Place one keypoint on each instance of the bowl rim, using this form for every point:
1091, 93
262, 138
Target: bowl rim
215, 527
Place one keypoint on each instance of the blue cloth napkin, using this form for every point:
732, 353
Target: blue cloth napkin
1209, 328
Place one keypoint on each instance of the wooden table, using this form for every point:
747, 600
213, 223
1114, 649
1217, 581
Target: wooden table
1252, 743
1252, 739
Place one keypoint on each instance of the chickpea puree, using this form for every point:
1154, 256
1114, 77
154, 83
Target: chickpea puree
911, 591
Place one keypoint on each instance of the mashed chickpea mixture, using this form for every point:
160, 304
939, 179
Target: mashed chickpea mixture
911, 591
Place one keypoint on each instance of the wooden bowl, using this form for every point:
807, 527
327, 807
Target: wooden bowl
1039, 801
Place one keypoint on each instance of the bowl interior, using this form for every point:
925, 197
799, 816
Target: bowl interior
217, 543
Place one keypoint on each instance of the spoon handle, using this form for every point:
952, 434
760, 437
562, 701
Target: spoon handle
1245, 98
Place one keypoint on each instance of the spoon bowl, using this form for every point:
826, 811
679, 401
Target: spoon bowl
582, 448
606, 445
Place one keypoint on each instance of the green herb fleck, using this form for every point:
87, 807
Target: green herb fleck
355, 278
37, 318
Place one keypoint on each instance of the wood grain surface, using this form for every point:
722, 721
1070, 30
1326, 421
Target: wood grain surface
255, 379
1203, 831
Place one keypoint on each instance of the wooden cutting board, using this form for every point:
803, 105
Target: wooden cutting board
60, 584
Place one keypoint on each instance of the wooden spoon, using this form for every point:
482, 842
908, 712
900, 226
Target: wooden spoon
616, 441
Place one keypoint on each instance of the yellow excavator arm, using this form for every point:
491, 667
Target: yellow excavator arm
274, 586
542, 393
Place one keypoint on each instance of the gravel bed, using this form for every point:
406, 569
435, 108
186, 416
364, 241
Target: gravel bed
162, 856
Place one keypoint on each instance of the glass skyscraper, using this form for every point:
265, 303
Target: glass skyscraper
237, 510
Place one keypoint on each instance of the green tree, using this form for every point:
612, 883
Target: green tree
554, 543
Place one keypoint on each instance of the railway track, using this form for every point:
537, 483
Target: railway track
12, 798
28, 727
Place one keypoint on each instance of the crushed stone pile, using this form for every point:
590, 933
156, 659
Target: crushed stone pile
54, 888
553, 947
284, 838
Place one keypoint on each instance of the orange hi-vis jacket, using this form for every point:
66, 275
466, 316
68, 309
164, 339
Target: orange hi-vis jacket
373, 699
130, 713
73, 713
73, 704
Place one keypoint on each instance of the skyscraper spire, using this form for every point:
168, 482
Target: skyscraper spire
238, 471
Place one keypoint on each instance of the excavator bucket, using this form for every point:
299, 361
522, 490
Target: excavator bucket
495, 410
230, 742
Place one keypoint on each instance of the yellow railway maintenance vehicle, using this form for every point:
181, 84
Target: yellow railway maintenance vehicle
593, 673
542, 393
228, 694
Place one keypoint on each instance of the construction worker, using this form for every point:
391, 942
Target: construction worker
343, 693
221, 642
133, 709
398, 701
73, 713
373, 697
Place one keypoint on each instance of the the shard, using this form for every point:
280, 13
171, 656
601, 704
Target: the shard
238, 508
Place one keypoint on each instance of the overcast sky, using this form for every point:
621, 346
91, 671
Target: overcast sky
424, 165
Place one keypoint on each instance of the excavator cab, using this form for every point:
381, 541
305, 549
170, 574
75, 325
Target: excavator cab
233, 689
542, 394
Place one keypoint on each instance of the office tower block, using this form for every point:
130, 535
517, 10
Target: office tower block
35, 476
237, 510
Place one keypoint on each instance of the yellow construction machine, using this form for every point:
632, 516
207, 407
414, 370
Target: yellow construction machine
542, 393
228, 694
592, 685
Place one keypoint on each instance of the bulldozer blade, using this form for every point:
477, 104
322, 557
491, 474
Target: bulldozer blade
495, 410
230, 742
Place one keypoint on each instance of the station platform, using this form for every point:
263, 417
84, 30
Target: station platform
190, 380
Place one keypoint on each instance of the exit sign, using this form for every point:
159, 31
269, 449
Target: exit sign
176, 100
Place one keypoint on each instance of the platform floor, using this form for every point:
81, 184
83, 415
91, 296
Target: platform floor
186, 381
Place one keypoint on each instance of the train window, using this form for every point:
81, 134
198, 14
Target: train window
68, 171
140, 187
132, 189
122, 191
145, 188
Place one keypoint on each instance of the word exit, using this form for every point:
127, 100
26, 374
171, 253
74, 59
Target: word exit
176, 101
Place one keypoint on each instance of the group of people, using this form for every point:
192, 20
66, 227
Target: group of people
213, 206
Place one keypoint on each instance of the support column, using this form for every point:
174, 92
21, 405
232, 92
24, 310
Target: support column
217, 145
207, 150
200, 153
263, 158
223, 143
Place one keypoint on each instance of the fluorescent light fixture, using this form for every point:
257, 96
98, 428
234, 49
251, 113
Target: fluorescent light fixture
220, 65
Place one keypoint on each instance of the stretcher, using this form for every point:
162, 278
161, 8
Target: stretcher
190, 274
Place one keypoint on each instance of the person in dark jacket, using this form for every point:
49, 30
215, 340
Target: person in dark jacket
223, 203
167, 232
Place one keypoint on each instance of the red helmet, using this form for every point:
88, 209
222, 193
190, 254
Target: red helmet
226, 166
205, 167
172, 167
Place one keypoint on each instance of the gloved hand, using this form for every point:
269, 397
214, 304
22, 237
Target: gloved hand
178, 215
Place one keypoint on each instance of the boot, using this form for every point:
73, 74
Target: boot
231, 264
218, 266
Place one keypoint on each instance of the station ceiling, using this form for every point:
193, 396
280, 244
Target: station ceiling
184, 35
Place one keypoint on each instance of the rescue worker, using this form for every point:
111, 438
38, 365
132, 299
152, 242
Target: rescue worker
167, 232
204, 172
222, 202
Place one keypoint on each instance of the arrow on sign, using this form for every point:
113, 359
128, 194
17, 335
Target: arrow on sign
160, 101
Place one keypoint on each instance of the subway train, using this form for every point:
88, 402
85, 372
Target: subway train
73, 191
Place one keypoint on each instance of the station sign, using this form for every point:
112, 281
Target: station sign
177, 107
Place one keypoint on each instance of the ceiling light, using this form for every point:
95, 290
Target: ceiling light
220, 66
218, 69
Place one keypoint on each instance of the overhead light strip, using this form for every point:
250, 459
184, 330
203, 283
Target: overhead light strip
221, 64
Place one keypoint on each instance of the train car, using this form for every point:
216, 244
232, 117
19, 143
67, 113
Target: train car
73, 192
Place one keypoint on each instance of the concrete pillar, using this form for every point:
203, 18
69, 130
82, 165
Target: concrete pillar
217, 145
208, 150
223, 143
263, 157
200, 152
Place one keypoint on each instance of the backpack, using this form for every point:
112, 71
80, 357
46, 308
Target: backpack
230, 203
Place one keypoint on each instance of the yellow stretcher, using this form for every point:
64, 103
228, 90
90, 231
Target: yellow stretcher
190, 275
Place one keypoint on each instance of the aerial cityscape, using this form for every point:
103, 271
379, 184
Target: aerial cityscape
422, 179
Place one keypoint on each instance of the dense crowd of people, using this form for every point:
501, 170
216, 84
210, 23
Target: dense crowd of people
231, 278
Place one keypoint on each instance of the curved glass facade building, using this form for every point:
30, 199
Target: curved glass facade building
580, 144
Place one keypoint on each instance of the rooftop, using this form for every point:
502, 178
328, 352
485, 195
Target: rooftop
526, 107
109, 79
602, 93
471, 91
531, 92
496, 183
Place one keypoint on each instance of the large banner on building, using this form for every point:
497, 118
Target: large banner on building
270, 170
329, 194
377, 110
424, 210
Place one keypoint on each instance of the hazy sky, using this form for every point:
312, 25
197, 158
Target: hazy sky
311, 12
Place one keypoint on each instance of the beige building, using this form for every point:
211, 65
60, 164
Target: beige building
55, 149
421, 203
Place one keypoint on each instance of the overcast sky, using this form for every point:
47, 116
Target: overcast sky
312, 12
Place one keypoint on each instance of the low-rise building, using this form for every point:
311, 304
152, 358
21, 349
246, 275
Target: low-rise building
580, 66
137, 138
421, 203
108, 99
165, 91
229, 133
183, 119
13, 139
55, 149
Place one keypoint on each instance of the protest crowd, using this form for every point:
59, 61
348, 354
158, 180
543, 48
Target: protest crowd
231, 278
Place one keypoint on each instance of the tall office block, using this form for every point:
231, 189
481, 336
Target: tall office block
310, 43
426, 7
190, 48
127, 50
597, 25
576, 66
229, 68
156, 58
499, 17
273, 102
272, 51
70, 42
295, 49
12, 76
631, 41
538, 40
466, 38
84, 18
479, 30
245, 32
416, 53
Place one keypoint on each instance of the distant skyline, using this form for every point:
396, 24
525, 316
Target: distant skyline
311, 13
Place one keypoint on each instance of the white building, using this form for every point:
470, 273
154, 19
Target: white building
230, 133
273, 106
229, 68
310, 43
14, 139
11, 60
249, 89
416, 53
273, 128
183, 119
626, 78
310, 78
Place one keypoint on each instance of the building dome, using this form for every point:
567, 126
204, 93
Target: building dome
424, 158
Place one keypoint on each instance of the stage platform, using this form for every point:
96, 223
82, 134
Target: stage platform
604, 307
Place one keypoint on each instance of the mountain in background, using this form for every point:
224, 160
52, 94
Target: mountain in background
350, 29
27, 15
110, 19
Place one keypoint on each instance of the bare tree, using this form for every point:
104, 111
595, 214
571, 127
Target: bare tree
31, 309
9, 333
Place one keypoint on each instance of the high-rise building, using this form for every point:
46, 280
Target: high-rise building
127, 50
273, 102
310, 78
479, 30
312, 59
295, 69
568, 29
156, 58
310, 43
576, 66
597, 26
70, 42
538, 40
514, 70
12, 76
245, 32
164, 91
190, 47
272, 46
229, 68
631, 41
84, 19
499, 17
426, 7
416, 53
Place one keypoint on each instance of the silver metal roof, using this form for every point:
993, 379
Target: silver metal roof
= = = =
Reproduce only the lines running from the one with "Place one keypoint on each instance of the low-rise" through the final line of the listing above, both ends included.

Place one keypoint on each instance of the low-rise building, using this form for every point:
311, 304
152, 358
21, 349
246, 275
Target: low-rise building
580, 66
137, 138
421, 203
108, 99
165, 91
229, 133
183, 119
13, 139
55, 149
Place one keypoint on each instance of the protest crowd, using this form for every point:
59, 61
348, 354
158, 180
543, 48
Target: protest crowd
231, 278
Place one keypoint on each instance of the tall office block, using this form for every point:
231, 189
481, 336
Target: tall office block
310, 43
426, 7
190, 48
127, 50
597, 25
576, 66
229, 68
156, 58
499, 17
273, 102
272, 51
70, 42
295, 49
12, 76
631, 41
538, 40
466, 38
84, 18
479, 30
245, 32
416, 53
Place one keypoint on each instance of the distant skyline, using this form for every point:
396, 24
525, 316
Target: distant skyline
311, 13
Place one keypoint on each instance of the white building, using this form for every point:
470, 273
154, 19
Target: white building
230, 133
273, 106
229, 68
310, 43
14, 139
11, 60
249, 89
416, 53
273, 128
183, 119
626, 78
310, 78
Place one keypoint on each instance of the building dome, using this form for every point:
567, 126
204, 93
Target: building dome
424, 158
Place one keypoint on each instance of the stage platform, using this form for every point:
96, 223
82, 134
Target: stage platform
604, 307
Place one keypoint on each instance of the mountain in background, using this form for every point:
224, 160
52, 94
Target: mountain in background
350, 29
27, 15
110, 19
Place one keypoint on each instance of the bare tree, using this form for every point:
104, 111
595, 214
571, 127
Target: bare tree
31, 309
9, 333
Place one keypoint on each instance of the high-rise building, using this form for every point:
46, 280
Target: high-rise building
127, 50
273, 102
310, 78
479, 30
312, 59
295, 69
568, 29
156, 58
310, 43
576, 66
597, 26
70, 42
538, 40
514, 70
12, 76
245, 32
164, 91
190, 47
272, 46
229, 68
631, 41
84, 19
499, 17
426, 7
416, 53
Place one keypoint on each instance of the silver metal roof, using this form for every point:
993, 379
Target: silver metal roof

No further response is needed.